Stated goal = Count the lines of the records that contain the string "sunglasses", treating uppercase and lowercase as different. Give only the number.

+++ Entries

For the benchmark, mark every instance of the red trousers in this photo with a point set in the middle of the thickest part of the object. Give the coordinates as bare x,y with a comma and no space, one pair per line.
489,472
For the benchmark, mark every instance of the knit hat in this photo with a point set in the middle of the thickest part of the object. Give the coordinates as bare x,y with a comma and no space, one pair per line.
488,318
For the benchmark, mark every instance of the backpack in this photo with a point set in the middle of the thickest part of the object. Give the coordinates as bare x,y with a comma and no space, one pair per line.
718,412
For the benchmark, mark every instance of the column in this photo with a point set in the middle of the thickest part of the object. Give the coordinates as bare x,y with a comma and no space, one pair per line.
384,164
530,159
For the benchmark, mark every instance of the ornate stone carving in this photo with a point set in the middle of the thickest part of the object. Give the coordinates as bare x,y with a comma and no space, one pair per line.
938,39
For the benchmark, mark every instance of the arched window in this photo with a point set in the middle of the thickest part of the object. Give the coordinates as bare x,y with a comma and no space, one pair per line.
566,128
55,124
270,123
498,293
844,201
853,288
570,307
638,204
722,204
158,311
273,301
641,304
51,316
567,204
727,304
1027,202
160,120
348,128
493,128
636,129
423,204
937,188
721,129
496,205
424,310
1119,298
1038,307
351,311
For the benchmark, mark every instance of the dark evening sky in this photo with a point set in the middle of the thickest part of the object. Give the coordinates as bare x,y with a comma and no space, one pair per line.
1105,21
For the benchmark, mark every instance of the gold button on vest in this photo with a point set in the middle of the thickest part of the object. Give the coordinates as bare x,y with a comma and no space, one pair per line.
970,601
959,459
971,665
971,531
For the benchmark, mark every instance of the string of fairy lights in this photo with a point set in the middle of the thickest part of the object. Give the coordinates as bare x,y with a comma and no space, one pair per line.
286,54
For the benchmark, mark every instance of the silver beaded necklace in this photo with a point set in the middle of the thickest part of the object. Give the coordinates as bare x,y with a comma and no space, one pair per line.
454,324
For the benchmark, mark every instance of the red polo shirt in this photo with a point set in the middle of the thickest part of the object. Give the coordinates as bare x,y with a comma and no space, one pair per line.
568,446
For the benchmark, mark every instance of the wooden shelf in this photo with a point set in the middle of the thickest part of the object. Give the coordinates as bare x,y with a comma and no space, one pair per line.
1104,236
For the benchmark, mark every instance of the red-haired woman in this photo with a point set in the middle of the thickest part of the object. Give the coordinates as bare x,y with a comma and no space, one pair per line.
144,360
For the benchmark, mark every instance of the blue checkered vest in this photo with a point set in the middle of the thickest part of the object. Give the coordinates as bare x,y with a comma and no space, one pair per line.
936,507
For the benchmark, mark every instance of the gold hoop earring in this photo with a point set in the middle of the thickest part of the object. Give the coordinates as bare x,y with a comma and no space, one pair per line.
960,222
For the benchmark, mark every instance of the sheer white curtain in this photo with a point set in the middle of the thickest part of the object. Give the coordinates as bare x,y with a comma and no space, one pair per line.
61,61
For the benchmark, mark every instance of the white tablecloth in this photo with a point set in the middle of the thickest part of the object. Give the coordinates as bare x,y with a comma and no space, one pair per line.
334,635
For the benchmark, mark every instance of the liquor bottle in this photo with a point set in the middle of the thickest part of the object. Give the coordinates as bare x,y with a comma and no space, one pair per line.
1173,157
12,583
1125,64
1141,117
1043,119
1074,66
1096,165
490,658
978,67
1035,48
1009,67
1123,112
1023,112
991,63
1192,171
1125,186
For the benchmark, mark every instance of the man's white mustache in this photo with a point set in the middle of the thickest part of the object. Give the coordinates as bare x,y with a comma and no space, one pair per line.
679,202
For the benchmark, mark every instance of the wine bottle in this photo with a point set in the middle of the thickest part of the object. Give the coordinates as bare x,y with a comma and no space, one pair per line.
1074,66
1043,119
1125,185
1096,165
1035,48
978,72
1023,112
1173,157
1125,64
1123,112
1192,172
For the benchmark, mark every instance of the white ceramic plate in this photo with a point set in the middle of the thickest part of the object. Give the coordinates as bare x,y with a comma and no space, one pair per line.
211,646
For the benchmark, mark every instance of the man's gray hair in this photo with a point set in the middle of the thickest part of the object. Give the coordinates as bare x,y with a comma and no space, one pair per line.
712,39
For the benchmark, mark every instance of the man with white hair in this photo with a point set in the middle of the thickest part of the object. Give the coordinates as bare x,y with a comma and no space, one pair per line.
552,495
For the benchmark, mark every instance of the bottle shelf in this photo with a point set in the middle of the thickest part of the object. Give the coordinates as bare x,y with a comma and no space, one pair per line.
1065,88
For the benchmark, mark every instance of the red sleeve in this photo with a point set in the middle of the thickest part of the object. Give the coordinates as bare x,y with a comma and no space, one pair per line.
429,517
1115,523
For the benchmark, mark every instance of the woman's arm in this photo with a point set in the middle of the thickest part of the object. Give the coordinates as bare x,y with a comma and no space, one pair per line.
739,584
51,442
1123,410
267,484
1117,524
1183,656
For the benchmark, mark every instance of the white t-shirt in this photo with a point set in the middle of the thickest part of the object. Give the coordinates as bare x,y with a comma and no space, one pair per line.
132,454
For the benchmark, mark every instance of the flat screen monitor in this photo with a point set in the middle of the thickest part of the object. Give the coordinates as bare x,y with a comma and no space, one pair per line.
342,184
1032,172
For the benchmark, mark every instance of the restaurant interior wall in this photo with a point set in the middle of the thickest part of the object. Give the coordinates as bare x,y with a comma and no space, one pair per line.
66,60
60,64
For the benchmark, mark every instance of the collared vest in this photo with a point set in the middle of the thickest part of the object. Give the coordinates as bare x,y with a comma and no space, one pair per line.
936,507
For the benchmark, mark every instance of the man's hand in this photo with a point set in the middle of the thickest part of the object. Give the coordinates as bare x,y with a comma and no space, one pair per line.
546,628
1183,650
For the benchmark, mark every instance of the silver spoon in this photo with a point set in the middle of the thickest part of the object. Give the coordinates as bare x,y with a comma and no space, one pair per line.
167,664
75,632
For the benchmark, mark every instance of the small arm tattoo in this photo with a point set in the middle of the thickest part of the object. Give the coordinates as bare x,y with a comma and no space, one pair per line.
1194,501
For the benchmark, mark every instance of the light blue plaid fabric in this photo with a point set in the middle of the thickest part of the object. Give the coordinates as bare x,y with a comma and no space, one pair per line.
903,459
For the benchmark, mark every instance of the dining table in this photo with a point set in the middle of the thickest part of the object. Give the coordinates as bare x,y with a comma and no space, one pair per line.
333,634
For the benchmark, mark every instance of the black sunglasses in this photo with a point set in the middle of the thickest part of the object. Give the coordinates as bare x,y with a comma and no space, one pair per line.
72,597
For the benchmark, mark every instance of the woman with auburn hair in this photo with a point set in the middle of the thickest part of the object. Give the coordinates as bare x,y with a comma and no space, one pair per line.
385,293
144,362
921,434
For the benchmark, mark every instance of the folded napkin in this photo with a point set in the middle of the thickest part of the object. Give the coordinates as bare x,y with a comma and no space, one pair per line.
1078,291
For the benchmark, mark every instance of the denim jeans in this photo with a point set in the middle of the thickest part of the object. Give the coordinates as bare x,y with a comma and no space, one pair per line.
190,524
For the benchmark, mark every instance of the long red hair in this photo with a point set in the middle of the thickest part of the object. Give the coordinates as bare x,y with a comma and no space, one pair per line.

++++++
+++ Entries

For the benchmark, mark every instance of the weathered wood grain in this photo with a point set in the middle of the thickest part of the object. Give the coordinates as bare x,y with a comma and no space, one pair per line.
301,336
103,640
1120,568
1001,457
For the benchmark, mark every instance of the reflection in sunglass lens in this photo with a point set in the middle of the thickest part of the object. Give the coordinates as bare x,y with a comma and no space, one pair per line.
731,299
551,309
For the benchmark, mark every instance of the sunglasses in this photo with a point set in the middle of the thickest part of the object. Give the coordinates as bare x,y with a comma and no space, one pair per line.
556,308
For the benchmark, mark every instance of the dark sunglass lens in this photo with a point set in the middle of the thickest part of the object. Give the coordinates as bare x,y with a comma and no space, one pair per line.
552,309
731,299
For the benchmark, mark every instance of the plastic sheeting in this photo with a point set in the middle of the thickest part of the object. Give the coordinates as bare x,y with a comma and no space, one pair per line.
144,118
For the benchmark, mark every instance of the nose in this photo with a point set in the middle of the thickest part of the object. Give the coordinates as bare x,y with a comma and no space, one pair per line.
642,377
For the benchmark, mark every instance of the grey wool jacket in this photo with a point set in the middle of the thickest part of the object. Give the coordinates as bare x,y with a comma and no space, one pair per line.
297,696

++++++

Output = 2